--- Supplied text Enclosed Below ---

Loss of Biodiversity: How Bad Is It?
The current loss of biodiversity is being referred to by scientists as the “sixth mass extinction”, which shows how serious it is. We explain how we poach and kill animals for their body parts; how we tear down their forest habitats; how we pollute the oceans with plastics and heavy metals; how we devastate habitats and contaminate groundwater by mining and drilling; how we burn fossil fuels to create climate change. This depletion of the animal and plant kingdoms is a clear sign that we’re living in the Anthropocene Epoch.
Without Biodiversity, Earth Would Be Uninhabitable
Biodiversity means “variety of living things”, so loss of biodiversity describes any reduction in this variety, or the extinction of any species. Although new plants and animals are being discovered all the time, thus ‘compensating’ to some extent for those who become extinct, we do not know enough about the overall numbers of species to talk about net losses or net gains.
Biodiversity is as important as the air we breathe, the water we drink and the food we eat. This is because the availability of these critical necessities — oxygen, freshwater and food — depends ultimately on plants and animals. Without plants, for example, human life would be impossible.
But without insects and animals to pollinate them and spread their seeds, plants would cease to thrive. What’s more, the cycle of life — during which plants and animals recycle chemicals and nutrients into the air and soil when they’re alive and also when they die — examples include the water cycle and the carbon cycle — makes the biosphere a self-supporting and self-regulating system.

--- End of Enclosed Supplied text ---
--- Collected data Enclosed Below ---

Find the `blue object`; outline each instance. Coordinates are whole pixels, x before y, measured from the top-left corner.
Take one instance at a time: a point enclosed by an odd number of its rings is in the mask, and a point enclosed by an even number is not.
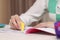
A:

--- End of Enclosed Collected data ---

▶ [Exercise A] Based on the text on biodiversity loss, explain why biodiversity is called as important as air, water and food. Answer in one to three sentences.
▶ [Exercise B] Extract word for word the passage from the text on biodiversity loss starting at "The current loss" and ending at "the Anthropocene Epoch.".

▶ [Expected output A] Biodiversity is as important as the air we breathe, the water we drink and the food we eat because the availability of oxygen, freshwater and food ultimately depends on plants and animals. Without plants, for example, human life would be impossible.

▶ [Expected output B]
The current loss of biodiversity is being referred to by scientists as the “sixth mass extinction”, which shows how serious it is. We explain how we poach and kill animals for their body parts; how we tear down their forest habitats; how we pollute the oceans with plastics and heavy metals; how we devastate habitats and contaminate groundwater by mining and drilling; how we burn fossil fuels to create climate change. This depletion of the animal and plant kingdoms is a clear sign that we’re living in the Anthropocene Epoch.